Friday, October 24, 2014

Kitchen Mini-Makeover: Tiling Details

**Disclosure: This post was created in collaboration with Uncommon Supply Company. All opinions and commentary are 100% my own.

So, what did you think of that little kitchen update? I have been wanting to update the backsplash in our kitchen for a while, but the whole tiling thing intimidated me. My DIY skills tend to be more painting, wood refinishing and simple sewing projects (the hubby does the basic electrical updates and helps me with building the masterpieces I see in my head). But tiling? Neither of us had any experience, so we tackled it together! #teamwork

Thoughts from our first DIY tile job | One Mile Home Style

Let me tell you right from the start, this is such an easy DIY project, ANYONE can do it. And I am not just saying that, it is so easy, you just have to get started and you will agree, and then you will wonder why you waited so long to do a tile project. Here are my thoughts and the process we used for tiling the backsplash in our kitchen, we are not experts, but maybe something we did can help you in your tiling adventures.

The first step was to pick out the tile. We chose to go with a local company, Uncommon Supply Company, that carries a wide variety of tile samples (and also flooring and countertop samples) and can help you with special orders. The biggest advantages of doing it this way instead of using a big-box store are the personal attention, knowledge of the sales people and you are not limited to what they have samples of in the showroom. You can flip through the entire tile book and order sample of anything that catches your eye.

## TASK REQUIREMENTS
a) Translate this sentence from the backsplash post into Spanish: "The first step was to pick out the tile."
b) Write out the part of the backsplash post from "Friday, October 24, 2014" up to and including "100% my own.".

## SUPPLIED RECORDS
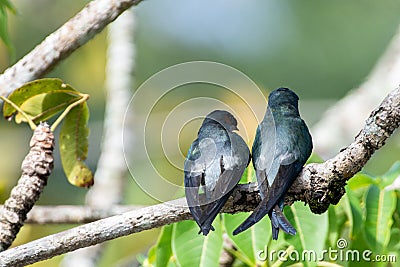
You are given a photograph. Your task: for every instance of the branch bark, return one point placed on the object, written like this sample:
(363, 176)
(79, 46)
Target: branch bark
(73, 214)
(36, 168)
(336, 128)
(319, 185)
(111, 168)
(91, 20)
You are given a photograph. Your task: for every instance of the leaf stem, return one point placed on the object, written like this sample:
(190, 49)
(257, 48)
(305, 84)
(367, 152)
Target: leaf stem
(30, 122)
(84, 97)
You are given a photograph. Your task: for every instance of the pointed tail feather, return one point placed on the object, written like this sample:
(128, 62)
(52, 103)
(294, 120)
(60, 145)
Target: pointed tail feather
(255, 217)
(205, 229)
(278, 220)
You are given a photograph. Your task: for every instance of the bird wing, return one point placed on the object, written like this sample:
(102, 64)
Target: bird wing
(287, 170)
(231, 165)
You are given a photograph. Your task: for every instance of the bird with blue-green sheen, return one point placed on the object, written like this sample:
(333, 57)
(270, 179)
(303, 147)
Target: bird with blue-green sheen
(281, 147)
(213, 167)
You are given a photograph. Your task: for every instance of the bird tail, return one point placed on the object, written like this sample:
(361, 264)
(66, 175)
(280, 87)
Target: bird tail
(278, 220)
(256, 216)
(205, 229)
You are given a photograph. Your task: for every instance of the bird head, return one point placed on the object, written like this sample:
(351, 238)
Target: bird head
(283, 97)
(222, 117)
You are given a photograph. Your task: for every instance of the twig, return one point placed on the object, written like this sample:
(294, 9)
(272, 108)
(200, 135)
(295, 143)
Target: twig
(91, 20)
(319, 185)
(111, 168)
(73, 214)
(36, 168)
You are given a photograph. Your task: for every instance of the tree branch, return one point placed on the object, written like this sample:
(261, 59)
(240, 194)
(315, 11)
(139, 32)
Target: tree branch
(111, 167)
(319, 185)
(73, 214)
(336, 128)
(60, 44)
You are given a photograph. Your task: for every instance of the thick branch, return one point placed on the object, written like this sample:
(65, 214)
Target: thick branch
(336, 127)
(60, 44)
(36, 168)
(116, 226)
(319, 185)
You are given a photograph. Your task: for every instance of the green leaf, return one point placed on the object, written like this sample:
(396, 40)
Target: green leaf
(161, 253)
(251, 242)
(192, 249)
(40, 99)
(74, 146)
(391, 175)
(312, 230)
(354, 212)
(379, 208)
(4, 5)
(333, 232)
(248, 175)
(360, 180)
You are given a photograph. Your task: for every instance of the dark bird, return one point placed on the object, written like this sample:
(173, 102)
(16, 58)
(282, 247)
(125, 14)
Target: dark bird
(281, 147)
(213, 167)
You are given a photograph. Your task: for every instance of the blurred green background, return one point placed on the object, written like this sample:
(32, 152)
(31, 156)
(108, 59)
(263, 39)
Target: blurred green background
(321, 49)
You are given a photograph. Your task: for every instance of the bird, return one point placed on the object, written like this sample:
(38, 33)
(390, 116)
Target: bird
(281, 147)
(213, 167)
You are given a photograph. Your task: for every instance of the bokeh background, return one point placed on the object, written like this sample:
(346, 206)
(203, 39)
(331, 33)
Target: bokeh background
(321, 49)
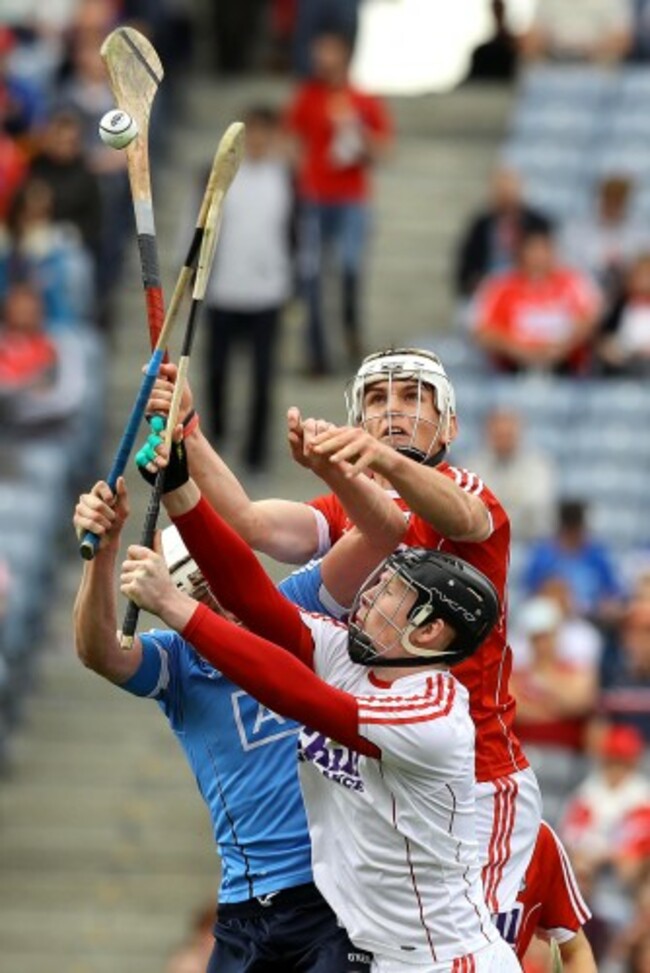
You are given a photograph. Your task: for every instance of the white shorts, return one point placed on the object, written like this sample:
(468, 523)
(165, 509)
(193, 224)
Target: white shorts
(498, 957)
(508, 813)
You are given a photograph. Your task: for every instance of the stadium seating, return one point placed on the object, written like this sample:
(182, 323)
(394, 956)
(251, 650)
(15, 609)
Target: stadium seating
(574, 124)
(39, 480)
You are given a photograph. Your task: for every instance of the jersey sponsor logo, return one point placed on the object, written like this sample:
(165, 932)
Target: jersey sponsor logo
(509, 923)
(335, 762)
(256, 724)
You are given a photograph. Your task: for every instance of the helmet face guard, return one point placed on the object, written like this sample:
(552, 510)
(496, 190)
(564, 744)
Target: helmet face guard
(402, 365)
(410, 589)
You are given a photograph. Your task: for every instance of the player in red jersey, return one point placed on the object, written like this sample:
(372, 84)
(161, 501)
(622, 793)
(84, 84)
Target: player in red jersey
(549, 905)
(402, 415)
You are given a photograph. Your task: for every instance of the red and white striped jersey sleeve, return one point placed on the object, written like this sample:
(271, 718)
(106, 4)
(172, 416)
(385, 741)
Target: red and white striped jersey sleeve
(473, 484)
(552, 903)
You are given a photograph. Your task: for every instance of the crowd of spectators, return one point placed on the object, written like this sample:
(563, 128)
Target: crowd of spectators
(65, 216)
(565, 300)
...
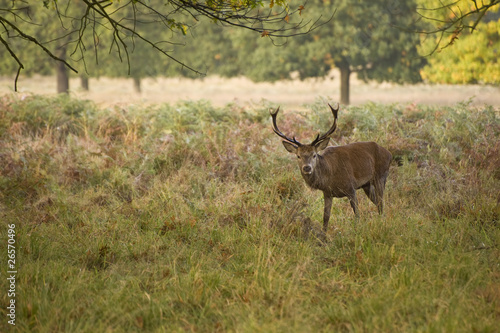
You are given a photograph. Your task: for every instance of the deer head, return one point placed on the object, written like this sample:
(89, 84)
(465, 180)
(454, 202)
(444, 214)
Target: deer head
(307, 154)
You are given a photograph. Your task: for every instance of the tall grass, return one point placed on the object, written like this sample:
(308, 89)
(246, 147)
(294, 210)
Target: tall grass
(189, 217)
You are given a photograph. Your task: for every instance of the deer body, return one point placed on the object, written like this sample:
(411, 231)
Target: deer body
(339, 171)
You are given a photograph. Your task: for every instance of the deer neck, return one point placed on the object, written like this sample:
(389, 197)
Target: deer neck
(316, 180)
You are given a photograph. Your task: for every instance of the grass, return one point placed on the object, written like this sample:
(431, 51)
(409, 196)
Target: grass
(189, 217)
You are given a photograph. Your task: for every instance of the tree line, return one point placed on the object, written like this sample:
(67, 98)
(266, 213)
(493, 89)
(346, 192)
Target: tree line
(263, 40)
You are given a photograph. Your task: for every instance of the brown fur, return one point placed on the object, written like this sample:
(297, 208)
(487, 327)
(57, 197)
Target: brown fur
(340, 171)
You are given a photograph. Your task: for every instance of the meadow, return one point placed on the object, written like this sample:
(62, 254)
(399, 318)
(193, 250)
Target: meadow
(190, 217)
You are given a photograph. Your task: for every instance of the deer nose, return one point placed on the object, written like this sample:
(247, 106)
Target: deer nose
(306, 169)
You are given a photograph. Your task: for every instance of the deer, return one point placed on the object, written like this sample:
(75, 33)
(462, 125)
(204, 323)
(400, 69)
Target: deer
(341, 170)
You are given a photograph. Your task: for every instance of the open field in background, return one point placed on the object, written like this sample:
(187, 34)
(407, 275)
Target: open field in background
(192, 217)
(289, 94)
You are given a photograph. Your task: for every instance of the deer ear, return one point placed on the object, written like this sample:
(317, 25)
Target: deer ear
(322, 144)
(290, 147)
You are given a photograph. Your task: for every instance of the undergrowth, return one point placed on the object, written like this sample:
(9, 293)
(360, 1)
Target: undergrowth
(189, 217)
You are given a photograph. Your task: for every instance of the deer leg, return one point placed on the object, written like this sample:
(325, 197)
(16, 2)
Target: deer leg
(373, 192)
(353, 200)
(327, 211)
* * *
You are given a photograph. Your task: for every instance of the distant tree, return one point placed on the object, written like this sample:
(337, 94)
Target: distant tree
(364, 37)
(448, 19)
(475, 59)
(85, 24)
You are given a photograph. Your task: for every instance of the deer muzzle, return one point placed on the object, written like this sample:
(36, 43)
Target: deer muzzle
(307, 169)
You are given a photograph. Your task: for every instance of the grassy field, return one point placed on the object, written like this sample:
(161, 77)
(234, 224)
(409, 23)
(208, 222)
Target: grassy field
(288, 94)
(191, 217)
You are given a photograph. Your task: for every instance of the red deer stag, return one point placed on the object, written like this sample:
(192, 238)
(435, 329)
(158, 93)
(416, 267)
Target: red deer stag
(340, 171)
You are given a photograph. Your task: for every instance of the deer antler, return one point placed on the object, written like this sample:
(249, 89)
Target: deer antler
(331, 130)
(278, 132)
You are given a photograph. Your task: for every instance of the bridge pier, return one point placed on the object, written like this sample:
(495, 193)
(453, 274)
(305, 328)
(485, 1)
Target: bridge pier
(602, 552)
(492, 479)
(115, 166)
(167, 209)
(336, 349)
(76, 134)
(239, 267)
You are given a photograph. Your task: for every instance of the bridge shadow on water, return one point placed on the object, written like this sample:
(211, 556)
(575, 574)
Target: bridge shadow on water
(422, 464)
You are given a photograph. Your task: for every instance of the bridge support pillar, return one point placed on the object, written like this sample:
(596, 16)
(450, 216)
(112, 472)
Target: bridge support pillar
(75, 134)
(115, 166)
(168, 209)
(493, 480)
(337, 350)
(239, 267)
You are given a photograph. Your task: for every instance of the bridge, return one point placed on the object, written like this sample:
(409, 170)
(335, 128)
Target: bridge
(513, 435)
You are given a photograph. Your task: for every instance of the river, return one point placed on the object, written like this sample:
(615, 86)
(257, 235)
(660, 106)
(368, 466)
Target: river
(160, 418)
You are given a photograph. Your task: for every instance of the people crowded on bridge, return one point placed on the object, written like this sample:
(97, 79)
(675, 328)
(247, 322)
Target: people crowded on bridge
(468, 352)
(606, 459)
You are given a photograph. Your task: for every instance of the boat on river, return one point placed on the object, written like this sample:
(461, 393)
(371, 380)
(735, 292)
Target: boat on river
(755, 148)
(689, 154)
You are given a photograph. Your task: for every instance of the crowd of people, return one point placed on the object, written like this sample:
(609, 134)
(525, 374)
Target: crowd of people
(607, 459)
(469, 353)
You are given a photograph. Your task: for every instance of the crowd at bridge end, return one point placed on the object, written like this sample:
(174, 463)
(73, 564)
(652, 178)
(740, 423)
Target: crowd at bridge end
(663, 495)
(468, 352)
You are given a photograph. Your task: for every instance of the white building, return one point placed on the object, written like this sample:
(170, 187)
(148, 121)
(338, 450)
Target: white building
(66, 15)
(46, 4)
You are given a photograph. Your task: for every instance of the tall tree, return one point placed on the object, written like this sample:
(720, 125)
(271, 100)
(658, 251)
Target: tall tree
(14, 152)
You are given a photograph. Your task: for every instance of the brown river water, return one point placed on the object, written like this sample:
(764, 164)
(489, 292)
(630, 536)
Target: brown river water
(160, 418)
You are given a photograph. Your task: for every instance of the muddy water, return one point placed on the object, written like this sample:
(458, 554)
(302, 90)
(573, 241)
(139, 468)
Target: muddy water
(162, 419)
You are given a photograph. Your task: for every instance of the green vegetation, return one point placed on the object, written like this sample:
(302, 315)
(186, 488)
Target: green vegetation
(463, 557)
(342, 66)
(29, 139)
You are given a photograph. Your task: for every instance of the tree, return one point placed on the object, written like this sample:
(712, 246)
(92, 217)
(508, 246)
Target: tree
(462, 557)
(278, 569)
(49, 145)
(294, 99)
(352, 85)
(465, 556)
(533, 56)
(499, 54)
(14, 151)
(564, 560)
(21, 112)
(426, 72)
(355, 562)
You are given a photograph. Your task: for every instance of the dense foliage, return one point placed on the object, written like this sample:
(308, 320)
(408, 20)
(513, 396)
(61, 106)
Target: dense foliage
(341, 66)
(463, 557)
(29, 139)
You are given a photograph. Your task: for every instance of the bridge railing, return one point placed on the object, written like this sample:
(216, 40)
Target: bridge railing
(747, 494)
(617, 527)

## RESULTS FOR THE EXERCISE
a) El primer paso fue escoger el azulejo.

b)
Friday, October 24, 2014

Kitchen Mini-Makeover: Tiling Details

**Disclosure: This post was created in collaboration with Uncommon Supply Company. All opinions and commentary are 100% my own.